Write out, word for word, the line that contains "ok so locate the gray fabric chair at the" and each line after it down to the last line of the data below. Include nothing more.

(Beginning of Records to use)

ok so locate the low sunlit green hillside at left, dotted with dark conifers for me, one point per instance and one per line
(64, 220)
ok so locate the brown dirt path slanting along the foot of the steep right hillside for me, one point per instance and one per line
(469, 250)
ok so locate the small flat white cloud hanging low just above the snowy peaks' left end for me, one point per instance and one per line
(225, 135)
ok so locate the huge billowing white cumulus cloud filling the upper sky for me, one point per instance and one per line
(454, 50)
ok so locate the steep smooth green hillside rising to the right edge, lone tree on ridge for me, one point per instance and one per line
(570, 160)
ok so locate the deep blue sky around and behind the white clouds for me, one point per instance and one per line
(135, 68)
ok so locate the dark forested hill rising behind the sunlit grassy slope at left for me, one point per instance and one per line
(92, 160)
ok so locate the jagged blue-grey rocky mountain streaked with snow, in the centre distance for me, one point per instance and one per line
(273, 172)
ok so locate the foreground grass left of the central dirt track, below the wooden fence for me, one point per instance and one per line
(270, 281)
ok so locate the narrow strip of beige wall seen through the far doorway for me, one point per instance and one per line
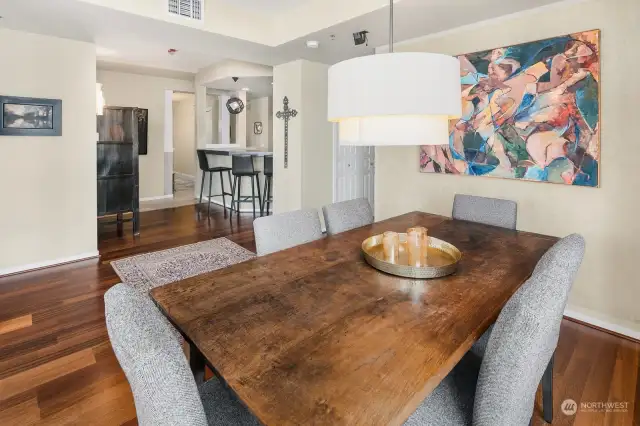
(184, 136)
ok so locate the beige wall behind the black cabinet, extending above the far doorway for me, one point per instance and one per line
(145, 91)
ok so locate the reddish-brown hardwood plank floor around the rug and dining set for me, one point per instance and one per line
(57, 367)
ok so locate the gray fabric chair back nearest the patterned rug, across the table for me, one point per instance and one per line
(286, 230)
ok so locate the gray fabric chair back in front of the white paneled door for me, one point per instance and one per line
(347, 215)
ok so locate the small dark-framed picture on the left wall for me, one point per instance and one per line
(30, 116)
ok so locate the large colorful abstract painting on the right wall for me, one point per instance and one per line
(529, 111)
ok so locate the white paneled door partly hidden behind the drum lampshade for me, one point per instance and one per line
(354, 171)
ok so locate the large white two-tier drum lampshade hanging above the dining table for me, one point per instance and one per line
(395, 98)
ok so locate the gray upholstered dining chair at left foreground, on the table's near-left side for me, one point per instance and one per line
(164, 389)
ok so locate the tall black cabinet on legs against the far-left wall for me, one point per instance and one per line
(118, 175)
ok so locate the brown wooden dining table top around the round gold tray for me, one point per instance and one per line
(313, 335)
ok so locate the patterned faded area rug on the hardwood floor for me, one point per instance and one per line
(147, 271)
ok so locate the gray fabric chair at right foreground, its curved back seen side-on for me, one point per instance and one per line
(499, 389)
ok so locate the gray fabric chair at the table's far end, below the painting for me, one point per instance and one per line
(489, 211)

(End of Records to use)

Task response
ok so locate the gray fabric chair at the table's far end, below the painting for me, one point per instance and one per line
(489, 211)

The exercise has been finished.